Problem statement
Exactly the lines from the one with "Shelf-audit tool: tag the forested" to the end of the entries should appear in your answer, retyped word for word.

Records for the exercise
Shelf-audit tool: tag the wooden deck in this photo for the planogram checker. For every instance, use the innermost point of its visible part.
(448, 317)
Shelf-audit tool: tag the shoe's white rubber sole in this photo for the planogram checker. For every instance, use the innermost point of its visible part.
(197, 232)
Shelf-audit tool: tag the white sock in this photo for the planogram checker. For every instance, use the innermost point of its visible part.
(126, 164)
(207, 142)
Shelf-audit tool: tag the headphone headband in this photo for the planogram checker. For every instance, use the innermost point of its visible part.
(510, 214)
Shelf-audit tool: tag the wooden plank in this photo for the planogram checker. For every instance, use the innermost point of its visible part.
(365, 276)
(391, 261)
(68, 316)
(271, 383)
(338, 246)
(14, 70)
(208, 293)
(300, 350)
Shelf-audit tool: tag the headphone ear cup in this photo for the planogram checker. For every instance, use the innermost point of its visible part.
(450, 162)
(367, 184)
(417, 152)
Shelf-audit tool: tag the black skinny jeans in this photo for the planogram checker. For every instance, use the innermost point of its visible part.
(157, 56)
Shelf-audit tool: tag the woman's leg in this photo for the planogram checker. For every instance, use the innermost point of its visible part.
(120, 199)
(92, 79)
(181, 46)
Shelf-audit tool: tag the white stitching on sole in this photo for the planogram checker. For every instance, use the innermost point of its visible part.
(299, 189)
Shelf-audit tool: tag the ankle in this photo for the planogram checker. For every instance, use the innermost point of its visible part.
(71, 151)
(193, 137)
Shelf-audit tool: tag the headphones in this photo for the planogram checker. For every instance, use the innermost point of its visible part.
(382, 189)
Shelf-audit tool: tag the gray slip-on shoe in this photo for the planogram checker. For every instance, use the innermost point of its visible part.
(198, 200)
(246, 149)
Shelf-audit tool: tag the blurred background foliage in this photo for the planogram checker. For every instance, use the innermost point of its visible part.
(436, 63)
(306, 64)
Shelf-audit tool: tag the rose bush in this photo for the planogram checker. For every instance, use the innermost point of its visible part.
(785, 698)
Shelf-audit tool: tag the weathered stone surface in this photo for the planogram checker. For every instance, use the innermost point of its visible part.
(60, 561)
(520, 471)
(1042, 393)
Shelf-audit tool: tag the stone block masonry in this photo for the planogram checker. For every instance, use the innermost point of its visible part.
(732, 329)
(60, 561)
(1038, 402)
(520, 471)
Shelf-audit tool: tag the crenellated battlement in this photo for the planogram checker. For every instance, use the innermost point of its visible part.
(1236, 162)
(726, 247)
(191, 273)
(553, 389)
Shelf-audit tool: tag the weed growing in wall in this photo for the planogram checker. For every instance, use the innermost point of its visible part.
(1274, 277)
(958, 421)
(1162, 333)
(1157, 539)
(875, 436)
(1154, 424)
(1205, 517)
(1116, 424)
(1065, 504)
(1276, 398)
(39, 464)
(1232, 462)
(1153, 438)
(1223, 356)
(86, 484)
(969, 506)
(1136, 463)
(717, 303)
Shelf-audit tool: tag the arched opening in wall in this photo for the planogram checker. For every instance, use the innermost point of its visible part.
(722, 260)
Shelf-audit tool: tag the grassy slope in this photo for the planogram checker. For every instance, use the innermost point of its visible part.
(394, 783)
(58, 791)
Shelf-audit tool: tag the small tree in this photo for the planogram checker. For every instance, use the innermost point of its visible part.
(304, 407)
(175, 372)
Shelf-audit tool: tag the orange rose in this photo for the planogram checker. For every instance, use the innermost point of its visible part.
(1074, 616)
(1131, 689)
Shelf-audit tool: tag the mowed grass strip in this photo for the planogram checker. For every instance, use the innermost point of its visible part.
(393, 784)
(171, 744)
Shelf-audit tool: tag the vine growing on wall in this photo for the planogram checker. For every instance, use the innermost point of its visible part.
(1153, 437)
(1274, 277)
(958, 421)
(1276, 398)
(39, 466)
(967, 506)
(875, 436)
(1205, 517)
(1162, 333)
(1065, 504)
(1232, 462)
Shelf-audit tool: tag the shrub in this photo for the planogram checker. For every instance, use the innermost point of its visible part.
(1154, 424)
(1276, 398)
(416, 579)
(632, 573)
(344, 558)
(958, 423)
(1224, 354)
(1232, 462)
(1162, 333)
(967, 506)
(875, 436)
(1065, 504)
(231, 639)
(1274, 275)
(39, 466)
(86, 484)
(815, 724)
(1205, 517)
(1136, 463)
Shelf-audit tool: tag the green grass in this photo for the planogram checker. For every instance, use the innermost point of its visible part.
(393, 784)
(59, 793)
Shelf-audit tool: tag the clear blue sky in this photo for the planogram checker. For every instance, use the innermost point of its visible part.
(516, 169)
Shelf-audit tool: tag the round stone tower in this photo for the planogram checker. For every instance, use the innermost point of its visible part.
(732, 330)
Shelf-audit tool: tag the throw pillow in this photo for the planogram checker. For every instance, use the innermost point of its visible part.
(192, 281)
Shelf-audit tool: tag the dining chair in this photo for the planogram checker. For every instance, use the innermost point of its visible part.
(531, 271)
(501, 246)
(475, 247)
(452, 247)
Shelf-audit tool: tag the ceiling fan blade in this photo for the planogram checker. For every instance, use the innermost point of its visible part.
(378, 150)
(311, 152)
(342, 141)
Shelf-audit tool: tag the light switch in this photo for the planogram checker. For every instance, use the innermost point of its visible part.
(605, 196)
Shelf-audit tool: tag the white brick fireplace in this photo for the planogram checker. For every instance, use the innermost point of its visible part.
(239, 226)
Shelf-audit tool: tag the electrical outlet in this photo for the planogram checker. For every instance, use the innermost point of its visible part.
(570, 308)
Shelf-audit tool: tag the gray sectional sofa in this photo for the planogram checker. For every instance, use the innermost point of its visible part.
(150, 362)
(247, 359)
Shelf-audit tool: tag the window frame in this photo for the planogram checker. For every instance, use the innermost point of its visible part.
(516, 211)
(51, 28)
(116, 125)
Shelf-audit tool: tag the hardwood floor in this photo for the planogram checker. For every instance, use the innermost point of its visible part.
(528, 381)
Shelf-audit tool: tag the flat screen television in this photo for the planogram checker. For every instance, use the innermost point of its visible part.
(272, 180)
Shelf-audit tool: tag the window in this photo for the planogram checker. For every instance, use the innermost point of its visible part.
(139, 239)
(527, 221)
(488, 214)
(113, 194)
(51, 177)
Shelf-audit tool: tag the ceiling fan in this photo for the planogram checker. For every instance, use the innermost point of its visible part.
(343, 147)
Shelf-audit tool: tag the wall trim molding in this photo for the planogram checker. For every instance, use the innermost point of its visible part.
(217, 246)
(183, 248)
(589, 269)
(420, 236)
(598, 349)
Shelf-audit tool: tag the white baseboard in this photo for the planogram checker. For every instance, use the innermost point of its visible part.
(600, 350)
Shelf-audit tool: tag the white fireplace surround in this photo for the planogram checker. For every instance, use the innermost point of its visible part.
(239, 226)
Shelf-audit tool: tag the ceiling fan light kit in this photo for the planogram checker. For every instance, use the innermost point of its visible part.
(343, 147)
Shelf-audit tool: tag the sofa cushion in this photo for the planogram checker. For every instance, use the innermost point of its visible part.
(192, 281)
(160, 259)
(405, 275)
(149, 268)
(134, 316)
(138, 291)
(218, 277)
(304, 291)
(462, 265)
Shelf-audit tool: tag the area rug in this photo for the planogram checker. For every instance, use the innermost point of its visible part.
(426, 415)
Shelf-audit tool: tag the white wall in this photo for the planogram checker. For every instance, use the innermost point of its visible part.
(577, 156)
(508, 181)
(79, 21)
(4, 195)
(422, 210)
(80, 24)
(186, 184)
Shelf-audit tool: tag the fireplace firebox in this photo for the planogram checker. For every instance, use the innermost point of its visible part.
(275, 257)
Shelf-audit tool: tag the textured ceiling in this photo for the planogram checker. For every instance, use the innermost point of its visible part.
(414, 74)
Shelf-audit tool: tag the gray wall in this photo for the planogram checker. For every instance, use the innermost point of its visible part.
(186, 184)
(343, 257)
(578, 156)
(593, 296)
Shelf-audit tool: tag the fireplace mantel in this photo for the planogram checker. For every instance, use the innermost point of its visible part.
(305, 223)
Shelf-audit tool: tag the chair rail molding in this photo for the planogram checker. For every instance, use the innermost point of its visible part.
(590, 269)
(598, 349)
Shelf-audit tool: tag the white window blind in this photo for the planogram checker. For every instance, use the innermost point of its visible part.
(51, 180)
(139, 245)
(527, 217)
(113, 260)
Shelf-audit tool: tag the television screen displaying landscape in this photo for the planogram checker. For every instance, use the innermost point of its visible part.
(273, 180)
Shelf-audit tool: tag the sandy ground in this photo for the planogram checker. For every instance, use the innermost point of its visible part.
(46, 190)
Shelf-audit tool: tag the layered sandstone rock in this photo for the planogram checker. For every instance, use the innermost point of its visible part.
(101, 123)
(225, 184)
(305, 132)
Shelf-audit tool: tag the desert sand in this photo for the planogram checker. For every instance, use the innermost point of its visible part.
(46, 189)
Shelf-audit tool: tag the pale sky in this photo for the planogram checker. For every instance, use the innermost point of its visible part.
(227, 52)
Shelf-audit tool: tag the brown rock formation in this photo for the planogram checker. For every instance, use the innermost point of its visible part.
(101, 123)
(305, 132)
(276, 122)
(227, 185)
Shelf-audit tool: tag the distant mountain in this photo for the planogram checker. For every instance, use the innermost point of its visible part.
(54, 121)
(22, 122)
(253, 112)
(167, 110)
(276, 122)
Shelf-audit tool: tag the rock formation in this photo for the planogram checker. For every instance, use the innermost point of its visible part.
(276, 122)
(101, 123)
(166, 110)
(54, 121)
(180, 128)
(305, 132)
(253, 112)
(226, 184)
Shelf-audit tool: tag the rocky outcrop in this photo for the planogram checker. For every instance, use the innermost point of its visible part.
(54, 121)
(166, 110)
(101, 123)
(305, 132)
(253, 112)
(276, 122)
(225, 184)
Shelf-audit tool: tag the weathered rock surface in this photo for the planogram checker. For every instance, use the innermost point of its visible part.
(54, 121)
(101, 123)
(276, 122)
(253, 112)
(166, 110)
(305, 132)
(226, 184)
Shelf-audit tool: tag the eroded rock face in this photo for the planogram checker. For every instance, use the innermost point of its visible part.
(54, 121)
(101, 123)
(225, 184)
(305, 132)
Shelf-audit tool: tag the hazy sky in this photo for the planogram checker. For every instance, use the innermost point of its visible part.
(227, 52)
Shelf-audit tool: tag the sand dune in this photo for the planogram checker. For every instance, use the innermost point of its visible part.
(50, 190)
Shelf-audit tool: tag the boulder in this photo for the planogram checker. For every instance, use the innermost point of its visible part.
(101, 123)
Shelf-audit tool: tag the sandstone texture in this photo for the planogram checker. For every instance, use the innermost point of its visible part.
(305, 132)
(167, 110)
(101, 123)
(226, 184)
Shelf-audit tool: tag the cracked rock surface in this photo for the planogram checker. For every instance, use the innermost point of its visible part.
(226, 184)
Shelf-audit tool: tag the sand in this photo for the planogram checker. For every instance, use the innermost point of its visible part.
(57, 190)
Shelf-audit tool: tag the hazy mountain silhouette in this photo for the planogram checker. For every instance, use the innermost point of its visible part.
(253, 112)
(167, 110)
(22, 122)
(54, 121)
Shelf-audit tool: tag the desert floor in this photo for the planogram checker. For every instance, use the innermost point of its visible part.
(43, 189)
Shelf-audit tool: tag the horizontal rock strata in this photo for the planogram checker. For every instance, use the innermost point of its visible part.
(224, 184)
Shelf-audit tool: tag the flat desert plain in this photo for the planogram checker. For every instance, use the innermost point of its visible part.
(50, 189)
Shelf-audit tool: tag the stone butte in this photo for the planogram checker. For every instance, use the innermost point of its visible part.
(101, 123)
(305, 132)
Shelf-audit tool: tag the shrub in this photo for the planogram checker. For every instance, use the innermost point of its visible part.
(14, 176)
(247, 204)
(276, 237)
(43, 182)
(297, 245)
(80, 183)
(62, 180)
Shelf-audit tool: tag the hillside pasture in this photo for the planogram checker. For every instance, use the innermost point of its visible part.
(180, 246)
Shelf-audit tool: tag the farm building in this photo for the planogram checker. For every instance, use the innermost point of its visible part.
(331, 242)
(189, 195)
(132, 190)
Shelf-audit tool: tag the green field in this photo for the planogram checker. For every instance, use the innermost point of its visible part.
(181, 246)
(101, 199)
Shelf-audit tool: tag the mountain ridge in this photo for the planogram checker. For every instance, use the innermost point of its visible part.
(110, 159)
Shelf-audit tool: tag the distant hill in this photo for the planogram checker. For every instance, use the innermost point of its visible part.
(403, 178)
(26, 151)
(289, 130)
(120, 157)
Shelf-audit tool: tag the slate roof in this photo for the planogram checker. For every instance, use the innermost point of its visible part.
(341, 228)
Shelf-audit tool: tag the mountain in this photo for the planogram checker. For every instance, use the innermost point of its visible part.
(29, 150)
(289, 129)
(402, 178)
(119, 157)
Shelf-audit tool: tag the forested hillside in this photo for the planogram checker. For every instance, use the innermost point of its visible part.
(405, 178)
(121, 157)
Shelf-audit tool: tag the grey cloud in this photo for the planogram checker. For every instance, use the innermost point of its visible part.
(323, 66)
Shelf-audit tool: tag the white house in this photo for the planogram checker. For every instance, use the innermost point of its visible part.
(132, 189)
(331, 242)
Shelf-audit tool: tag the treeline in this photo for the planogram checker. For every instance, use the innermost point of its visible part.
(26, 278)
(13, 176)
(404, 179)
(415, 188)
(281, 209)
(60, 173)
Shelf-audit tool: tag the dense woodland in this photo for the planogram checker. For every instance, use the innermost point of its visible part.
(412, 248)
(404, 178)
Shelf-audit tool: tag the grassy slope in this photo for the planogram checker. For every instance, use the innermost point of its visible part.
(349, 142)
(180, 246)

Solution for this task
Shelf-audit tool: tag the forested hillside in this photo for the planogram checker. For every instance, use the innermost point of its visible part.
(405, 178)
(121, 157)
Shelf-audit tool: tag the grey cloud in this photo for the planogram checker. For every instance, use the innermost point of its visible part.
(323, 66)
Shelf-audit tool: tag the white house in this photo for the planogram checker. For every instance, use the innermost point of its visible part.
(132, 189)
(331, 242)
Shelf-audit tool: tag the treeline in this photo for the planogram checker. For every instance, use the innermost point of its visible part.
(26, 278)
(13, 176)
(404, 179)
(415, 188)
(281, 209)
(60, 173)
Shelf-audit tool: tag the dense woodland in this photo for the planogram checker. For every instance, use the innermost point of its visible part.
(412, 248)
(404, 178)
Shelf-audit tool: tag the grassy slope in this photo for the planogram checker. For every instance, use the innermost point of its visible part.
(349, 142)
(180, 246)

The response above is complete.